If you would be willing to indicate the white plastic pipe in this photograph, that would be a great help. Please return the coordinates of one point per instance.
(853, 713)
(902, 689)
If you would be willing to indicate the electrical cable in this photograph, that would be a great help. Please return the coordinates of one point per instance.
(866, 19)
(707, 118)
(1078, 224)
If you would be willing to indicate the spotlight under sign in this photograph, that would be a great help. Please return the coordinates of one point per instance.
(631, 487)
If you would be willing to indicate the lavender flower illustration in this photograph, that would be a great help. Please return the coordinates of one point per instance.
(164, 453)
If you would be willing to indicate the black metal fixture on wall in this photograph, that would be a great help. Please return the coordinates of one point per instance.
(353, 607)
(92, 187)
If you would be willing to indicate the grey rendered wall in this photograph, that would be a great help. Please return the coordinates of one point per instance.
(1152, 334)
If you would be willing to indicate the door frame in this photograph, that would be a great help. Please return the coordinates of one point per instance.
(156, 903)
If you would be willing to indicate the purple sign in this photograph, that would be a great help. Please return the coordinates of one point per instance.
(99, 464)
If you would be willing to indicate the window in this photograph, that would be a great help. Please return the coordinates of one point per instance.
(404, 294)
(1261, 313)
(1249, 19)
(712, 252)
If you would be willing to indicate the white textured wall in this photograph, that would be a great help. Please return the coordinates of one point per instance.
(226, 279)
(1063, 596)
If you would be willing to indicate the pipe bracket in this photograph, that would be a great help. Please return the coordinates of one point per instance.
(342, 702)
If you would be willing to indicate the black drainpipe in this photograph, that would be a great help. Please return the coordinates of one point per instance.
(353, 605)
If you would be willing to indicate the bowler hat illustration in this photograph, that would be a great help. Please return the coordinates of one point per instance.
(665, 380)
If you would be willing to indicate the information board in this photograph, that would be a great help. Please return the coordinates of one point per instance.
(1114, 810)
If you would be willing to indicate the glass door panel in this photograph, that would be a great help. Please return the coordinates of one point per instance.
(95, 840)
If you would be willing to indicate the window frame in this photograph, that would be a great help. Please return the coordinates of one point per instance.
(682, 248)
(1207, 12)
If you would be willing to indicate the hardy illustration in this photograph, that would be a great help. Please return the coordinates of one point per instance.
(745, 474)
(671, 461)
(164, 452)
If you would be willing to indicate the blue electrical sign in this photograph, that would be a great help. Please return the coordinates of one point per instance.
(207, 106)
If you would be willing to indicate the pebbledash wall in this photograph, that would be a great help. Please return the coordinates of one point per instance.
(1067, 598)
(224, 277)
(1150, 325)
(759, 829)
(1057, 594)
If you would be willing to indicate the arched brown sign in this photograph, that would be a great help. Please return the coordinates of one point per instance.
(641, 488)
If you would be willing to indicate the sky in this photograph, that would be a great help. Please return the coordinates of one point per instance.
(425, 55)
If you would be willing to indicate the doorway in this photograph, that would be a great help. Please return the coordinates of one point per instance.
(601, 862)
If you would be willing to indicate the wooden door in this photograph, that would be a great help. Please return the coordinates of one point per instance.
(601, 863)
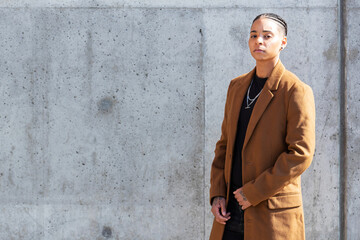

— EXERCISE —
Repeat the data above exactly, leaving out any pictures it holds.

— ANSWER TO THIS PROBLEM —
If you would be willing to indicate the white plastic pipe in this photograph, that would be a great help. Please return the coordinates of one point per instance.
(853, 713)
(902, 689)
If you would be willing to indicate the electrical cable in this photograph, that would be a great help. Please return the coordinates of one point per instance.
(866, 19)
(707, 118)
(1078, 224)
If you would be willing to indicate the spotlight under sign in this photograph, that would be a great help. Please return the coordinates of one point per instance.
(631, 487)
If you would be willing to indicate the lavender flower illustration in this photograph, that would be a great help. Please return the coordinates of one point per instance.
(164, 453)
If you would be willing to indicate the black metal fixture on wall in this photograph, that would be a great help. Please return the coordinates of one point per instance.
(353, 607)
(92, 187)
If you would be willing to indicate the grey rendered wall in this photograph, that would be a great help. Please return the coordinates of one point per instance.
(1152, 334)
If you would be willing to indicate the door frame in this photograph, that would be a great help. Please return the coordinates of one point per instance.
(156, 903)
If you would be willing to indicate the purple sign in this photograph, that would be a great help. Please return the coordinates of one point per instance.
(99, 464)
If you would be willing to indicate the window in this photograph, that would be a great help. Please return the coordinates of one point per instance.
(404, 294)
(1261, 313)
(1249, 19)
(712, 252)
If you would be willing to indicate the white textured wall in this photograph, that would be a great help. Please return the coordinates of one point per instance.
(226, 279)
(1063, 596)
If you would be willing to indicate the pipe bracket in this photograph, that would be a great help. Please return the coordinates of one point per instance.
(342, 702)
If you would be willing to indicate the black drainpipe in this photograph, that would be a great help. Please return the coordinates of one point per instance.
(353, 605)
If you would be willing to indicate the bowler hat illustration in this photograph, that would be a great help. Please return the coordinates of one point per instance.
(665, 380)
If you would be willing to indicate the information board in this photograph, that would be a great help. Please return the coordinates of one point per instance.
(1114, 810)
If you would be willing to indicate the glass door panel in this photograph, that would be a great help. Please return the coordinates of one point per instance.
(95, 840)
If you would be willing to indicate the window frame in this photograph, that would be a great help. Please return the coordinates of one point per instance.
(682, 248)
(1207, 12)
If you would be willing to indicate the hardy illustration in this photograph, that would be a great help. Please return the coordinates of one point per instance.
(745, 474)
(671, 461)
(164, 452)
If you would be willing to indicate the blue electrical sign in this photograph, that would be a great help. Please return the coordinates of one point per instance.
(207, 106)
If you would be willing to indicate the pebbledash wall in this photograph, that would be a great help. Please return the coordinates of one point per instance.
(1067, 598)
(224, 277)
(1150, 325)
(759, 829)
(1057, 594)
If you would be willing to indicate the arched brown sign in this photograph, that would be a great help. Please return the coordinates of one point per instance.
(641, 488)
If you would be willing to indicate the sky in this photograph, that would be a great help. Please return the coordinates of one point per instance.
(425, 55)
If you would be willing to indicate the doorway in this photograph, that would be a great help. Please return the coordinates of one point per instance.
(601, 862)
If you would be willing to indicate the wooden door in this photograph, that would be a great help. Please return the coordinates of one point per instance.
(601, 863)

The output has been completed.